Photo courtesy of NIH
The gene FOXC1 is associated with aggressive acute myeloid leukemia (AML), according to research published in Cancer Cell.
Researchers said tissue-inappropriate derepression of FOXC1 has functional consequences and prognostic significance in AML.
They found evidence suggesting that FOXC1 enhances clonogenic potential, helps block monocyte/macrophage differentiation, accelerates leukemia onset in mice, and leads to inferior survival in AML patients.
“This is an important finding which helps us understand how acute myeloid leukemia develops and why some cases of AML are more aggressive than others,” said study author Tim Somervaille, MBBS, PhD, of The University of Manchester in the UK.
“Here, instead of being faulty or mutated, this normal gene is turned on in the wrong place at the wrong time, which makes the cancer grow more rapidly. There are certain situations where this gene is necessary, as in the development of the eye and skeleton before birth, but when it’s switched on in the wrong tissue, it causes more aggressive forms of leukemia.”
Dr Somervaille and his colleagues said FOXC1 is expressed in at least 20% of human AML cases but not in normal hematopoietic populations.
The researchers analyzed levels of transcription factor genes in data from published studies to identify transcription regulators expressed in human AML hematopoietic stem and progenitor cells (HSPCs) but not normal HSPCs. In these studies, FOXC1 was among the genes that were most highly upregulated in AML HSPCs.
Further investigation revealed that FOXC1 expression is associated with mutations in NPM1 and t(6;9) but no other recurring mutations in AML.

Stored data

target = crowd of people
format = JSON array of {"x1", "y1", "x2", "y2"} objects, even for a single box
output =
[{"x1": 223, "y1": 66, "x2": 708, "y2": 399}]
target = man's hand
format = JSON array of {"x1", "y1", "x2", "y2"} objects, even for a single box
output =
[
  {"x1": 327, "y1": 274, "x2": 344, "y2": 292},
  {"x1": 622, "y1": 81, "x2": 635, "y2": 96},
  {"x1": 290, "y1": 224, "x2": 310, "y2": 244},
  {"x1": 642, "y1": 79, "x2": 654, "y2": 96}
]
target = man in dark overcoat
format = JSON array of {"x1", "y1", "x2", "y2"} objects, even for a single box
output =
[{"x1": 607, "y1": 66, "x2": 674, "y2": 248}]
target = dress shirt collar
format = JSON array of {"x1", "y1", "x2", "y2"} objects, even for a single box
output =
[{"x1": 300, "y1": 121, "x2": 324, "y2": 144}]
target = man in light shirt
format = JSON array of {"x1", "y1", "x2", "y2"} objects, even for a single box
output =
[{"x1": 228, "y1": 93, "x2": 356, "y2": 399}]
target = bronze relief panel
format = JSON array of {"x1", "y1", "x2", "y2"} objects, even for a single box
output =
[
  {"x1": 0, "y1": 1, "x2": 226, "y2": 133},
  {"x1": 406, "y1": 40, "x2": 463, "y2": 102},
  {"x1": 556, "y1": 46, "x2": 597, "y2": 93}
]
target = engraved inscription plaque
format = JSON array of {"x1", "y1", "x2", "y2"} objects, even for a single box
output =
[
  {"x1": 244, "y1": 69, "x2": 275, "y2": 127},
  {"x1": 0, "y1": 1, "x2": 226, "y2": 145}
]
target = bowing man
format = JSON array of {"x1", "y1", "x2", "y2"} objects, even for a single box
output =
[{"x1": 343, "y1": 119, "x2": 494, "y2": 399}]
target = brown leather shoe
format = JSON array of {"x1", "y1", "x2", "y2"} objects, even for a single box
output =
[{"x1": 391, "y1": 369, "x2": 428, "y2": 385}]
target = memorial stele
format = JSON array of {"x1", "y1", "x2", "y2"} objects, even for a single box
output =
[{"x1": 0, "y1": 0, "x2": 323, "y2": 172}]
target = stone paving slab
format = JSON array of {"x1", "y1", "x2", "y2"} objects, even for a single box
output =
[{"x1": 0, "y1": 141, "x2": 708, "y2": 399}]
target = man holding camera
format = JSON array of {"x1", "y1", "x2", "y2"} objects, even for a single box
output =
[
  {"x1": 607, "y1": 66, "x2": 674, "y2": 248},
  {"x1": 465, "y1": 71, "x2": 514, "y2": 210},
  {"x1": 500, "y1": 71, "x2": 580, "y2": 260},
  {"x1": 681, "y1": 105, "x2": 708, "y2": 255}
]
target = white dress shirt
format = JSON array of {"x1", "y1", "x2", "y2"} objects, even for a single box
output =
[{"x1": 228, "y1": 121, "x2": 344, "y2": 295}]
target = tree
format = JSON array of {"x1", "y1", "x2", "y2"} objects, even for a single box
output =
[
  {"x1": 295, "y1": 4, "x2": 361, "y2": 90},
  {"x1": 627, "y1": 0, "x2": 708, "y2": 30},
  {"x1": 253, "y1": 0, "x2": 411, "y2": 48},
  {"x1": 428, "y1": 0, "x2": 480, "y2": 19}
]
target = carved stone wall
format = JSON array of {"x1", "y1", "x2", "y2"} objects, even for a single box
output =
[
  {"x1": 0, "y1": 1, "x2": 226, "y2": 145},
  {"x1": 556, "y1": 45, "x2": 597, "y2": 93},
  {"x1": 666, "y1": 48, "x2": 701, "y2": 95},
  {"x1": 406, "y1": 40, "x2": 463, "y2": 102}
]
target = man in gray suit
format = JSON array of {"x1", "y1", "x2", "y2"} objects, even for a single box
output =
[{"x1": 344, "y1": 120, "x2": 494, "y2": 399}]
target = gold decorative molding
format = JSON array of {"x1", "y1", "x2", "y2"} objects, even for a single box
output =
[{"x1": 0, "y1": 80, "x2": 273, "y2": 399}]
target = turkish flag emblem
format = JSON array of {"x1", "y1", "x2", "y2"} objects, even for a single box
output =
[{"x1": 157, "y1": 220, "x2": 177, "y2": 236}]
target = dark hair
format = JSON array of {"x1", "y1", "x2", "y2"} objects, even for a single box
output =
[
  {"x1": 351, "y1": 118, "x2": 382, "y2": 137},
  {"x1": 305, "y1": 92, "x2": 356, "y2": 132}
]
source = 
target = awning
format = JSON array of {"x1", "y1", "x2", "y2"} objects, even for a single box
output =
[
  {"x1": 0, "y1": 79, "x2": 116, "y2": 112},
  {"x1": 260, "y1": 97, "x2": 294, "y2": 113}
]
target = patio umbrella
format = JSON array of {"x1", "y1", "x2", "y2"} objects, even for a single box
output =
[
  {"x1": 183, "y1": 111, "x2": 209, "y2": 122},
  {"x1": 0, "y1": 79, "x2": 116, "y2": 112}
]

_QUESTIONS ON THE MATERIAL:_
a - Say whether each statement agrees with the article on FOXC1 in leukemia, answering yes or no and quoting the deciding words: (i) FOXC1 is expressed in normal hematopoietic populations; (ii) the research appeared in Cancer Cell; (iii) FOXC1 expression is associated with mutations in NPM1.
b - Extract word for word the part of the article on FOXC1 in leukemia that opens with the words containing "Researchers said tissue-inappropriate" and closes with "Manchester in the UK.".

_REPLIES:_
a -
(i) No: "FOXC1 is expressed in at least 20% of human AML cases but not in normal hematopoietic populations."
(ii) Yes: "according to research published in Cancer Cell."
(iii) Yes: "FOXC1 expression is associated with mutations in NPM1 and t(6;9)"

b -
Researchers said tissue-inappropriate derepression of FOXC1 has functional consequences and prognostic significance in AML.
They found evidence suggesting that FOXC1 enhances clonogenic potential, helps block monocyte/macrophage differentiation, accelerates leukemia onset in mice, and leads to inferior survival in AML patients.
“This is an important finding which helps us understand how acute myeloid leukemia develops and why some cases of AML are more aggressive than others,” said study author Tim Somervaille, MBBS, PhD, of The University of Manchester in the UK.